SELECTED EXTRACT:
***

It is axiomatic that no religious idea in India ever dies or is superseded-it is merely combined with the new ideas that arise in response to it. Hindus are inclined to revere the divine in every manifestation, whatever it may be, and are doctrinally tolerant, allowing others - including both Hindus and non-Hindus - whatever beliefs suit them best. A Hindu may embrace a non-Hindu religion without ceasing to be a Hindu, and because Hindus are disposed to think synthetically and to regard other forms of worship, strange gods, and divergent doctrines as inadequate rather than wrong or objectionable, they tend to believe that the highest divine powers are complement one another. Few religious ideas are considered to be irreconcilable. The core of religion does not depend on the existence or nonexistence of God or on whether there is one god or many.
Because religious truth is said to transcend all verbal definition, it is not conceived in dogmatic terms. Moreover, the tendency of Hindus to distinguish themselves from others on the basis of practice rather than doctrine further de-emphasizes doctrinal differences. Hinduism is both a civilization and a congregation of religions; it has neither a beginning or founder, nor a central authority, hierarchy, or organization. Hindus believe in an uncreated, eternal, infinite, transcendent, and all-embracing principle, which, comprising in itself being and non-being, is the sole reality, the ultimate cause and foundation, source, and goal of all existence. This ultimate reality is called Brahman. As the All, Brahman causes the universe and all beings to emanate from itself, transforms itself into the universe, or assumes it's appearance.
Brahman is in all things and is the Self (atman) of all living beings. Brahman is the creator, preserver, or transformer and reabsorber of everything. Although it is Being in itself, without attributes and qualities and hence impersonal, it may also be conceived of as a personal high God, usually as Vishnu (Visnu) or Siva. This fundamental belief in and the essentially religious search for ultimate reality - that is, the One is the All - have continued almost unaltered for more than 30 centuries and has been the central focus of India's spiritual life. In some perceptions, Hinduism has been called 'atheistic'. In other perceptions, and this is perhaps the more common one, it is labeled 'polytheistic'.

***

DATASET ROWS:

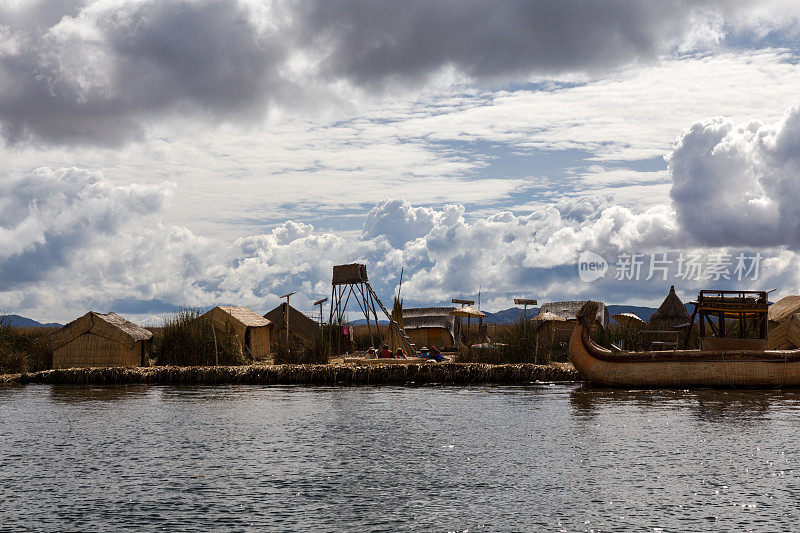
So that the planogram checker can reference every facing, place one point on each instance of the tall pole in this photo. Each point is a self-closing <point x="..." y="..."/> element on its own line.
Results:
<point x="286" y="314"/>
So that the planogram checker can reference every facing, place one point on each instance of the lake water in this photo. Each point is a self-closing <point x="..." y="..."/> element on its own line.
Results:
<point x="540" y="457"/>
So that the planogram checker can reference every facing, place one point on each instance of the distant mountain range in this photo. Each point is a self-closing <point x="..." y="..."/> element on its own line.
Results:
<point x="508" y="316"/>
<point x="24" y="322"/>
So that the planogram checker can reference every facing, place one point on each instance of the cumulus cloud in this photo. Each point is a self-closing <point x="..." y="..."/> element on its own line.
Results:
<point x="737" y="184"/>
<point x="46" y="216"/>
<point x="100" y="72"/>
<point x="94" y="71"/>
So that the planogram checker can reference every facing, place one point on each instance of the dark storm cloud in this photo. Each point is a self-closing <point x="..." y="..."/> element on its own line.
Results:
<point x="73" y="72"/>
<point x="372" y="42"/>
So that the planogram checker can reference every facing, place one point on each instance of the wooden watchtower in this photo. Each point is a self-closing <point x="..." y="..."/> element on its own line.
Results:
<point x="351" y="281"/>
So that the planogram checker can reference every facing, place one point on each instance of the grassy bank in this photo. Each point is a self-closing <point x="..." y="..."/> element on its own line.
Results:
<point x="332" y="374"/>
<point x="24" y="349"/>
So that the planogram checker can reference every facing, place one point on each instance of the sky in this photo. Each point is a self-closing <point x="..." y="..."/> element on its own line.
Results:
<point x="159" y="154"/>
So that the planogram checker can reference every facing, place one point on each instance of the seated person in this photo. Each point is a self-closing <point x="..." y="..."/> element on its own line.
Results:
<point x="436" y="355"/>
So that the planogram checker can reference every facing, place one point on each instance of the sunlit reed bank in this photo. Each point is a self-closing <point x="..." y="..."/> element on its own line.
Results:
<point x="24" y="349"/>
<point x="332" y="374"/>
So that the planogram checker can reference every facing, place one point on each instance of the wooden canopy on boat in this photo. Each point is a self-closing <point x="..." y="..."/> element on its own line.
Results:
<point x="679" y="368"/>
<point x="98" y="339"/>
<point x="784" y="324"/>
<point x="784" y="308"/>
<point x="731" y="320"/>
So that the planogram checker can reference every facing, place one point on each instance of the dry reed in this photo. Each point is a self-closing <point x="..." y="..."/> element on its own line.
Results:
<point x="424" y="373"/>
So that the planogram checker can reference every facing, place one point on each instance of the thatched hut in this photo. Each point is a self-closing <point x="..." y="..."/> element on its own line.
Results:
<point x="97" y="339"/>
<point x="560" y="330"/>
<point x="671" y="313"/>
<point x="431" y="326"/>
<point x="301" y="327"/>
<point x="252" y="331"/>
<point x="784" y="324"/>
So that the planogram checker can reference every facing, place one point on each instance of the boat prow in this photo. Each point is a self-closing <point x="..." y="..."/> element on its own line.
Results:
<point x="680" y="368"/>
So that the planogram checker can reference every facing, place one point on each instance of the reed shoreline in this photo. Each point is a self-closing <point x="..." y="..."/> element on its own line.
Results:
<point x="330" y="374"/>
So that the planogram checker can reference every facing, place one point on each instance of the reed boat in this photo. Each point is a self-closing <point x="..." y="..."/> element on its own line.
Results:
<point x="721" y="362"/>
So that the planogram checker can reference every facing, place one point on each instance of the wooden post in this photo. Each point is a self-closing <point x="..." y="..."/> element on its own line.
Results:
<point x="287" y="318"/>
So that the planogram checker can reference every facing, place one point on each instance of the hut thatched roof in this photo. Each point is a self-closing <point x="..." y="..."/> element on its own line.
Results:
<point x="568" y="310"/>
<point x="110" y="326"/>
<point x="628" y="319"/>
<point x="430" y="317"/>
<point x="671" y="309"/>
<point x="298" y="322"/>
<point x="243" y="315"/>
<point x="784" y="308"/>
<point x="548" y="317"/>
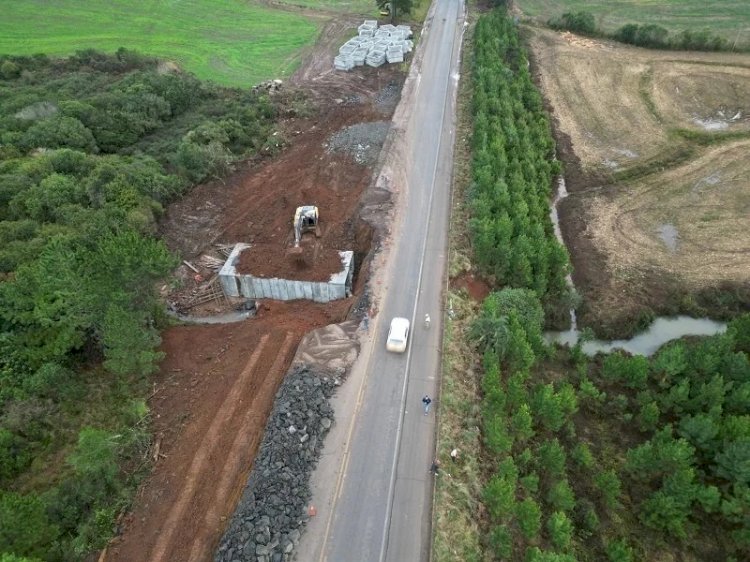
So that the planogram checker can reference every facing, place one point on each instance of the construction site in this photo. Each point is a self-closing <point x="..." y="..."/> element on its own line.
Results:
<point x="275" y="251"/>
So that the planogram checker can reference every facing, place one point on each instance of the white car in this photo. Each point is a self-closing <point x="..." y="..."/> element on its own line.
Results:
<point x="398" y="335"/>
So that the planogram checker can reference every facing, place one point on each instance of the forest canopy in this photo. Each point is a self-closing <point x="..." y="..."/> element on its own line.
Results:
<point x="92" y="148"/>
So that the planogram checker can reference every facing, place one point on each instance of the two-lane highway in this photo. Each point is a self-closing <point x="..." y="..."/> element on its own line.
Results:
<point x="379" y="501"/>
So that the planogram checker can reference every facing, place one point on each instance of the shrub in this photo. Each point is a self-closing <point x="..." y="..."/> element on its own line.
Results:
<point x="500" y="497"/>
<point x="501" y="542"/>
<point x="9" y="70"/>
<point x="583" y="456"/>
<point x="552" y="458"/>
<point x="579" y="22"/>
<point x="647" y="35"/>
<point x="25" y="529"/>
<point x="590" y="394"/>
<point x="529" y="518"/>
<point x="588" y="517"/>
<point x="560" y="529"/>
<point x="609" y="486"/>
<point x="521" y="423"/>
<point x="632" y="371"/>
<point x="530" y="483"/>
<point x="59" y="131"/>
<point x="15" y="455"/>
<point x="648" y="417"/>
<point x="619" y="551"/>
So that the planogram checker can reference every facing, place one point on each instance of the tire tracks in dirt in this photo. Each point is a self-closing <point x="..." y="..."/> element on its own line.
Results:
<point x="200" y="469"/>
<point x="244" y="446"/>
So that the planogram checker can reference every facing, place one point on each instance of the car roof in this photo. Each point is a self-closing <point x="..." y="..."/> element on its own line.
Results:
<point x="399" y="324"/>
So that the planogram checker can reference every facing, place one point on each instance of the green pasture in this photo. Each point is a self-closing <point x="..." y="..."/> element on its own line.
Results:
<point x="728" y="18"/>
<point x="232" y="42"/>
<point x="366" y="7"/>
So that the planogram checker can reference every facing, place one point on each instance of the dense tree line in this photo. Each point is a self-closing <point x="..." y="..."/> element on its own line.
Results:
<point x="623" y="456"/>
<point x="513" y="170"/>
<point x="91" y="149"/>
<point x="617" y="458"/>
<point x="648" y="35"/>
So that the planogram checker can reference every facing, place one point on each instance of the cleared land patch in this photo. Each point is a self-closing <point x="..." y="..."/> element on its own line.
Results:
<point x="729" y="18"/>
<point x="622" y="106"/>
<point x="656" y="146"/>
<point x="229" y="42"/>
<point x="690" y="220"/>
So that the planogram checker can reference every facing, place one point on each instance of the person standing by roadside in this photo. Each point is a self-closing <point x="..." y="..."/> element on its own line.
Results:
<point x="426" y="401"/>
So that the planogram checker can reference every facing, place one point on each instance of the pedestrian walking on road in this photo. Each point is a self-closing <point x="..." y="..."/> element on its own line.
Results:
<point x="426" y="401"/>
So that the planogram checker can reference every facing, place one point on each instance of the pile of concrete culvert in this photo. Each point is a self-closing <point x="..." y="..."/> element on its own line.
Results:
<point x="375" y="46"/>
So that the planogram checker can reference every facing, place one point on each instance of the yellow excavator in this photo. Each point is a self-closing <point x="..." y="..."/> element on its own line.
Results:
<point x="305" y="220"/>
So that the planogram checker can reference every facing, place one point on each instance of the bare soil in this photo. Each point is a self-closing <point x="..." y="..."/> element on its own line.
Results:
<point x="217" y="383"/>
<point x="653" y="143"/>
<point x="476" y="288"/>
<point x="310" y="262"/>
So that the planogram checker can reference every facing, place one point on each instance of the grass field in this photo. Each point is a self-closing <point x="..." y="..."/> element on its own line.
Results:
<point x="729" y="18"/>
<point x="231" y="42"/>
<point x="348" y="6"/>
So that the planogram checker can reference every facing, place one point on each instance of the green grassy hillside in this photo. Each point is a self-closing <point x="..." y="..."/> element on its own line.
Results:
<point x="729" y="18"/>
<point x="231" y="42"/>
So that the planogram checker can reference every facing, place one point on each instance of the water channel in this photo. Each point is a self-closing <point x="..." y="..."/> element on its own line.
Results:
<point x="661" y="331"/>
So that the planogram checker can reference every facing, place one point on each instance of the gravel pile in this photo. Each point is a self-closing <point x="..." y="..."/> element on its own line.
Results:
<point x="271" y="515"/>
<point x="362" y="141"/>
<point x="388" y="96"/>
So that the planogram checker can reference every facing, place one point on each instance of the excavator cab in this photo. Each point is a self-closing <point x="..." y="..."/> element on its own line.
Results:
<point x="305" y="220"/>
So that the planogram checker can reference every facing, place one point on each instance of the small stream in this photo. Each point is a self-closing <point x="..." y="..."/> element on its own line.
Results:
<point x="661" y="331"/>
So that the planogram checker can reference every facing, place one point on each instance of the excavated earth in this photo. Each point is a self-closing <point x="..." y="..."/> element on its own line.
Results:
<point x="216" y="388"/>
<point x="313" y="262"/>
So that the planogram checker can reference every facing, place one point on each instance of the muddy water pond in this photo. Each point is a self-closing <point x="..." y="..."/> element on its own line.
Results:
<point x="662" y="330"/>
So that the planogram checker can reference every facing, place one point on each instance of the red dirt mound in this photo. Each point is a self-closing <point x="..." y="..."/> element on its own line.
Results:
<point x="477" y="289"/>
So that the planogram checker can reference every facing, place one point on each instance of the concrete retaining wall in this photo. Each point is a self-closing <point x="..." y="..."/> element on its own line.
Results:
<point x="234" y="284"/>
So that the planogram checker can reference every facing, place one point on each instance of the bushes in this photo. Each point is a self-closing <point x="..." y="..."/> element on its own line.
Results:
<point x="578" y="22"/>
<point x="91" y="152"/>
<point x="513" y="167"/>
<point x="648" y="35"/>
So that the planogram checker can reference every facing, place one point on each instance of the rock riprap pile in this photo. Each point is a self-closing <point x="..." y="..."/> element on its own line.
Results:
<point x="361" y="141"/>
<point x="272" y="512"/>
<point x="374" y="46"/>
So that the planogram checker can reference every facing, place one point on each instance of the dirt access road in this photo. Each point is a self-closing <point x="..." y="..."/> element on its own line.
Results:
<point x="217" y="383"/>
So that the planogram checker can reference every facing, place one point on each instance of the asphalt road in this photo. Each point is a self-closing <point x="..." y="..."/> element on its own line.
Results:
<point x="378" y="505"/>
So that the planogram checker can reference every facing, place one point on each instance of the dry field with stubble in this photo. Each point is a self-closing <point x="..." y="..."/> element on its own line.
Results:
<point x="656" y="146"/>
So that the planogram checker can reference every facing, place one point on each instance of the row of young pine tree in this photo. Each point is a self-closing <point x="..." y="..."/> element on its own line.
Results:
<point x="618" y="458"/>
<point x="513" y="169"/>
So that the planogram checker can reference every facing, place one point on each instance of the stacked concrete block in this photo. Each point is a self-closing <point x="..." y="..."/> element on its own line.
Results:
<point x="359" y="56"/>
<point x="375" y="58"/>
<point x="407" y="31"/>
<point x="343" y="63"/>
<point x="394" y="54"/>
<point x="374" y="46"/>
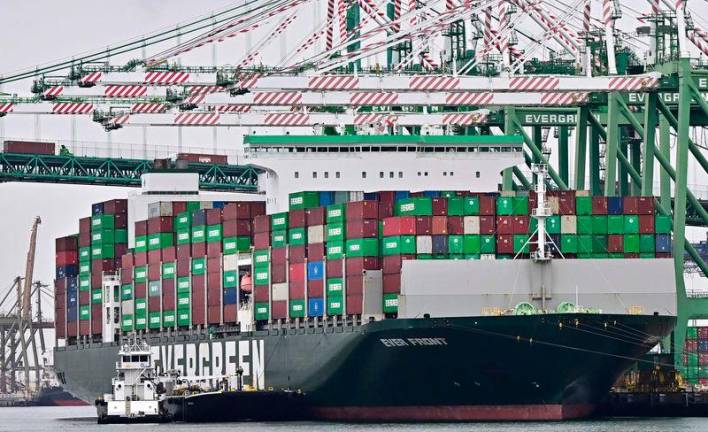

***

WHAT YOU WILL DO:
A: Answer these questions using the passage on Hinduism:
(i) How do Hindus tend to regard other forms of worship, strange gods, and divergent doctrines?
(ii) What is the ultimate reality called?
(iii) As a personal high God, how is Brahman usually conceived?
B: From the passage on Hinduism, extract the stretch from "Because religious truth" through "assumes it's appearance.".
The data above is separate material, unrelated to the passage on Hinduism.

ANSWERS TO THE PROBLEMS:
A:
(i) As inadequate rather than wrong or objectionable.
(ii) Brahman.
(iii) As Vishnu (Visnu) or Siva.

B:
Because religious truth is said to transcend all verbal definition, it is not conceived in dogmatic terms. Moreover, the tendency of Hindus to distinguish themselves from others on the basis of practice rather than doctrine further de-emphasizes doctrinal differences. Hinduism is both a civilization and a congregation of religions; it has neither a beginning or founder, nor a central authority, hierarchy, or organization. Hindus believe in an uncreated, eternal, infinite, transcendent, and all-embracing principle, which, comprising in itself being and non-being, is the sole reality, the ultimate cause and foundation, source, and goal of all existence. This ultimate reality is called Brahman. As the All, Brahman causes the universe and all beings to emanate from itself, transforms itself into the universe, or assumes it's appearance.